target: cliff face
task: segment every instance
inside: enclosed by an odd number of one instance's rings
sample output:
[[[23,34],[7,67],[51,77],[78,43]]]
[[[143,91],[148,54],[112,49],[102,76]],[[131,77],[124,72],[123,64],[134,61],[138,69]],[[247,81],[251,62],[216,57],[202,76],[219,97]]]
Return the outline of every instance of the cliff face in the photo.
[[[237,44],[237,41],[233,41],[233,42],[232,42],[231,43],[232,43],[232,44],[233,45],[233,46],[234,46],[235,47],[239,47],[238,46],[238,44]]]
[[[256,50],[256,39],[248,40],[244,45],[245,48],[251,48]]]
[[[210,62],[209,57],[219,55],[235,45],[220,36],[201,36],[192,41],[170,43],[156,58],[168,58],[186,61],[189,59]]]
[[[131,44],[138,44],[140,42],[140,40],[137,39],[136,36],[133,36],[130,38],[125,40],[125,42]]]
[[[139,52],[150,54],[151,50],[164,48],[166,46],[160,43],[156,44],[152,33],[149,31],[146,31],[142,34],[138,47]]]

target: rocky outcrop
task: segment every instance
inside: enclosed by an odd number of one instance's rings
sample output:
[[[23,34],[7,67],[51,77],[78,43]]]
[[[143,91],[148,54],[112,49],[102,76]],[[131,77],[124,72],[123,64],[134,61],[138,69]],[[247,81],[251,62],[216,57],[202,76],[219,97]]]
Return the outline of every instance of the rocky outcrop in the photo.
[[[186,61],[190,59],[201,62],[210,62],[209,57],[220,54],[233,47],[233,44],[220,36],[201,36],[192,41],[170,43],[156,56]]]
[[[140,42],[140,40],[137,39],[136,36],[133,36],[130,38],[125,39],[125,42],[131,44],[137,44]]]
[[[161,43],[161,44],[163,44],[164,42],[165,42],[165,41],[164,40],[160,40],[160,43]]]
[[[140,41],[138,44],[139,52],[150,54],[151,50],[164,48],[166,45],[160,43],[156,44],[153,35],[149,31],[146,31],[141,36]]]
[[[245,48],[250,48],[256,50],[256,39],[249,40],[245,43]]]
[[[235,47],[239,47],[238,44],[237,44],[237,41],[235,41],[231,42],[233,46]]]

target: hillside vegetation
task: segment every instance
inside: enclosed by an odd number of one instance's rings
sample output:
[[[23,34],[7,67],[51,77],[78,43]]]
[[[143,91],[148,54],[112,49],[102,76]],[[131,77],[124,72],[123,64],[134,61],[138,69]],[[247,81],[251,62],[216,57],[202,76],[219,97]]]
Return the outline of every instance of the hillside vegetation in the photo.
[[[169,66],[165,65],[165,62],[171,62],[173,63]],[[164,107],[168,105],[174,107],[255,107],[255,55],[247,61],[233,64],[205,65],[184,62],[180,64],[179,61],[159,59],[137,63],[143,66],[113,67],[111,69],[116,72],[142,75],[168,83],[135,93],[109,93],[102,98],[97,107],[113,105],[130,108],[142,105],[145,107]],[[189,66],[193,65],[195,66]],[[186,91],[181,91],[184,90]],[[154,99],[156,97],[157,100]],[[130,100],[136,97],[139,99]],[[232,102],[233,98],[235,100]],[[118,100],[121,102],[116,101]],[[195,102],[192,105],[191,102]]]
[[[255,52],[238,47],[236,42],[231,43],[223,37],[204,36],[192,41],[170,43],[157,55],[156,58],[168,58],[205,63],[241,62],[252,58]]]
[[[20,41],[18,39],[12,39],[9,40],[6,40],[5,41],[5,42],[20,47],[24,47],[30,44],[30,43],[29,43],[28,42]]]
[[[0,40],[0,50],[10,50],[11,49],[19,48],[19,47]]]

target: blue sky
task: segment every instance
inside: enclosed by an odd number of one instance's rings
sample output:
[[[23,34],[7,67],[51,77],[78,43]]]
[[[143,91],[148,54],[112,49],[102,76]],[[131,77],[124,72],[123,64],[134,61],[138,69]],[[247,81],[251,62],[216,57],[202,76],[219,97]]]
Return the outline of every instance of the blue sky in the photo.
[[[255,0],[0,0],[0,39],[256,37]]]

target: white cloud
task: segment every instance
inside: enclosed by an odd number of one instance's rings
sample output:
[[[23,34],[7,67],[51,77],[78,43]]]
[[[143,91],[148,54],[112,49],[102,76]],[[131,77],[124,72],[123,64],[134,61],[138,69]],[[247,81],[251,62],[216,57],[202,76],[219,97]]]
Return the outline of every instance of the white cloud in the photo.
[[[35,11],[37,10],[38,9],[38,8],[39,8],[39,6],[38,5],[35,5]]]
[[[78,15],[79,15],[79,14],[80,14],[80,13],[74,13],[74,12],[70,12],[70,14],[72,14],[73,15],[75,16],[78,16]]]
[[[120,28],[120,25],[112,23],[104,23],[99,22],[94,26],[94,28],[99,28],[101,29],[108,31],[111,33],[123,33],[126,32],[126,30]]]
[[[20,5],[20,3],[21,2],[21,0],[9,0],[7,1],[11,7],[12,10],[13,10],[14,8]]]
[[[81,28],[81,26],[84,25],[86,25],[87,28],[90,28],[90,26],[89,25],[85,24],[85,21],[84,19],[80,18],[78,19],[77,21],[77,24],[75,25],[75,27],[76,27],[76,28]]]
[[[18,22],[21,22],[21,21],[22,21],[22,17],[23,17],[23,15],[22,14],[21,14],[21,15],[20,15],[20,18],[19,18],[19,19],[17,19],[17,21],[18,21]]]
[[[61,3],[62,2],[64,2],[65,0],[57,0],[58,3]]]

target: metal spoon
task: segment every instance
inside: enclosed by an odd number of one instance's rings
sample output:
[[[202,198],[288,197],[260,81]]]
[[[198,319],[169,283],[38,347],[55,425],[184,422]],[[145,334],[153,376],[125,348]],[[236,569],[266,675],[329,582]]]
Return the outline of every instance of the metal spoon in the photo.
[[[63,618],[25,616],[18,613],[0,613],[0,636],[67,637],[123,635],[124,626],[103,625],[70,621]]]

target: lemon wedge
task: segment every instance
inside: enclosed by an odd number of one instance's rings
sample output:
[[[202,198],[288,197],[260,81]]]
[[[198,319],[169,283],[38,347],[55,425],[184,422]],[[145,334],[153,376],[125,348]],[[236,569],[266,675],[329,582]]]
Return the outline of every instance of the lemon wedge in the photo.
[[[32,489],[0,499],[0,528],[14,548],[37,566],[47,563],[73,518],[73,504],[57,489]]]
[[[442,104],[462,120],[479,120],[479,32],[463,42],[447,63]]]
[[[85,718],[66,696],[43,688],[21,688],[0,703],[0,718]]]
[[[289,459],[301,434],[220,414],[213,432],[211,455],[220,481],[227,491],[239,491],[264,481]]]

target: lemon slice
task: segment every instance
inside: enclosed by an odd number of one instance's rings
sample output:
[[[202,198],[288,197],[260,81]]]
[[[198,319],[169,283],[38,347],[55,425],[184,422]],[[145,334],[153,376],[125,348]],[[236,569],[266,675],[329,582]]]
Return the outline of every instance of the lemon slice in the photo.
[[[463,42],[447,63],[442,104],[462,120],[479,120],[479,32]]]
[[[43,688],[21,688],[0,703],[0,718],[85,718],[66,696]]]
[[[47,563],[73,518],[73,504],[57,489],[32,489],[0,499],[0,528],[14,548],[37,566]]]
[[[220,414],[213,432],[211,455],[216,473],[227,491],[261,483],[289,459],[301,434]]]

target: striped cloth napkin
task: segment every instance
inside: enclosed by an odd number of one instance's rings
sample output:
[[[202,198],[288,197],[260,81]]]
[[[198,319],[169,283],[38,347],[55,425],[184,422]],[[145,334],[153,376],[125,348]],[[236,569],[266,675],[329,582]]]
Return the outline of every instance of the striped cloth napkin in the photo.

● Required work: Write out again the lines between the one holding "target: hillside vegetation" and the one holding "[[[255,0],[0,0],[0,39],[256,37]]]", inclusive, with the requests kept in. Shift each coordinate in the answers by adding 53 to it.

● The response:
target: hillside vegetation
task: segment every instance
inside: enclosed by an odd number of one instance's rings
sample output:
[[[23,34],[7,67],[51,77],[78,43]]]
[[[143,91],[148,54],[112,49],[102,76]],[[131,77],[124,72],[123,64],[134,61],[138,69]],[[247,81],[251,62],[216,57],[202,76],[219,97]]]
Return the outline of every instance of the hillside vegetation in the photo.
[[[222,119],[218,118],[218,115],[224,115],[226,116]],[[217,160],[221,158],[227,160],[308,160],[308,108],[300,114],[286,117],[258,118],[237,115],[233,117],[232,114],[212,112],[190,116],[196,119],[166,120],[164,122],[169,125],[195,128],[221,136],[188,146],[162,146],[155,151],[150,160],[166,158],[183,161],[195,158],[198,160]],[[242,119],[246,118],[248,119]],[[239,144],[234,144],[237,143]],[[207,152],[209,150],[210,153]],[[183,153],[189,150],[192,152]],[[285,155],[286,151],[288,153]],[[171,153],[174,155],[169,154]],[[248,155],[245,158],[244,155]]]
[[[308,105],[291,100],[289,95],[284,96],[276,90],[257,89],[245,94],[223,96],[210,108],[209,111],[221,111],[258,116],[294,115],[305,111]]]
[[[73,94],[71,92],[65,92],[62,93],[59,93],[58,94],[58,95],[73,100],[77,100],[83,97],[83,96],[82,96],[81,95]]]
[[[53,93],[53,103],[63,103],[64,102],[72,101],[72,100]]]

target: blue sky
task: segment every instance
inside: enclosed by an odd number of one instance's rings
sample output:
[[[23,34],[7,67],[51,77],[78,43]]]
[[[143,91],[148,54],[112,49],[102,76]],[[131,77],[124,72],[123,64],[134,61],[138,69]],[[247,81],[251,62],[216,57],[202,76],[219,97]]]
Return the outline of every instance of the blue sky in the photo.
[[[308,53],[53,53],[53,92],[309,90]]]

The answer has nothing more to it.